Directions for this task » Write out word for word everything from the first of the lines below down to and including the line that contains "point(237, 236)".

Provided material »
==*==
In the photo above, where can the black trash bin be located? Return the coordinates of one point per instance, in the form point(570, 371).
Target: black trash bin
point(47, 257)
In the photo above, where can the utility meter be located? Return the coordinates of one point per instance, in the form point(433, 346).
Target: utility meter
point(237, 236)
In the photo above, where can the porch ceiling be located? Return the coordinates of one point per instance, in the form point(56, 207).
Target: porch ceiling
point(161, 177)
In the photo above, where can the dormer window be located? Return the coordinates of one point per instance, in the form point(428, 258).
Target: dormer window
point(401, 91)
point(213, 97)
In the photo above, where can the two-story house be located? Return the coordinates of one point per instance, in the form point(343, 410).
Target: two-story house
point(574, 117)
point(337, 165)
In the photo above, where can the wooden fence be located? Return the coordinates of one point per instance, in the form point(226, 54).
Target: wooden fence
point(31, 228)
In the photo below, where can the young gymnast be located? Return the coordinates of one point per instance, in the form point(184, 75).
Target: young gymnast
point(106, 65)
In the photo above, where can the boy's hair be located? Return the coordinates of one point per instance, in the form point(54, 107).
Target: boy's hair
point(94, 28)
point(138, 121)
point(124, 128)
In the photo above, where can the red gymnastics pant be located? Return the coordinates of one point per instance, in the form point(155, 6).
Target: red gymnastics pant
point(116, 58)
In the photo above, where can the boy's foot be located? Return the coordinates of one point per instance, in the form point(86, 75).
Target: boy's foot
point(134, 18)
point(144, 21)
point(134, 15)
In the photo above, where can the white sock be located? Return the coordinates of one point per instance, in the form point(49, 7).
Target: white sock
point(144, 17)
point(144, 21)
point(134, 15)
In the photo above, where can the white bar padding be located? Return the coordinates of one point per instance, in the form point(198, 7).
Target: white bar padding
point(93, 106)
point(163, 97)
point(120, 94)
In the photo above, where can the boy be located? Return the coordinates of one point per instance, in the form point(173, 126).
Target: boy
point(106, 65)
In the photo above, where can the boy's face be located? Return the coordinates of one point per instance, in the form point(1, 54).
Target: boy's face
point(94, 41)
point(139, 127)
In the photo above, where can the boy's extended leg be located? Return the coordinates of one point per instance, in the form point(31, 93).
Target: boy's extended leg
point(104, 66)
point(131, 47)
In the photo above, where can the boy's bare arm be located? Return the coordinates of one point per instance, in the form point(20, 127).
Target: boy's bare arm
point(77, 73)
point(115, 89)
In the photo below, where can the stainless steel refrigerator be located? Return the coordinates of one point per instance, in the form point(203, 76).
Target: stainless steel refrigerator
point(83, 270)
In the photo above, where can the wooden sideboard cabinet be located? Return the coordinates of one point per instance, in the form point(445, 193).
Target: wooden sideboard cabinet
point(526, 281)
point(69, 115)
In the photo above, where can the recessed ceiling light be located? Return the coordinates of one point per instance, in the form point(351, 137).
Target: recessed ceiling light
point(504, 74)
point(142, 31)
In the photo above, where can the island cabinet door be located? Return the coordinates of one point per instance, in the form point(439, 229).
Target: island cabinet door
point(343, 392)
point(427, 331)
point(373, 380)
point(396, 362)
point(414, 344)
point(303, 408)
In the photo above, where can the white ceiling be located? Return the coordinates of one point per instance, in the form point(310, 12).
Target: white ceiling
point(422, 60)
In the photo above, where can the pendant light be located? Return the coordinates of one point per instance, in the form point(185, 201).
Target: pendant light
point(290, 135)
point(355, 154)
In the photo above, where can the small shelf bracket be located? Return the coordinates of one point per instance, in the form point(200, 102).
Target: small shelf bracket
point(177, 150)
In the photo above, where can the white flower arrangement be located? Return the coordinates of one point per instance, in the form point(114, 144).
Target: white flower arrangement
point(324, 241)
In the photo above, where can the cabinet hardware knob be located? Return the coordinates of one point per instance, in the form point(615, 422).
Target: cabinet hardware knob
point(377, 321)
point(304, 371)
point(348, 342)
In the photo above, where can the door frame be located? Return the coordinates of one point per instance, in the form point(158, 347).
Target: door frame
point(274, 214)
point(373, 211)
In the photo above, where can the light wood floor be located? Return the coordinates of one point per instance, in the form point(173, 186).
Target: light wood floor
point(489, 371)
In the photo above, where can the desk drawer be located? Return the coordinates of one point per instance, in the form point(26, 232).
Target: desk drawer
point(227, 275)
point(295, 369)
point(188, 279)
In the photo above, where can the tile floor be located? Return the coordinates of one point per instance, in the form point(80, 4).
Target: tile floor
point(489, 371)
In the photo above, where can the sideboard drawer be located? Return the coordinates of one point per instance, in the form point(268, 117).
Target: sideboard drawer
==*==
Response to the task »
In the photo above, where can the black trash bin be located? Return the coordinates of one point per instance, in the form point(570, 371).
Target: black trash bin
point(47, 257)
In the photo above, where can the utility meter be located? Return the coordinates of one point per instance, in the form point(433, 346).
Target: utility meter
point(237, 236)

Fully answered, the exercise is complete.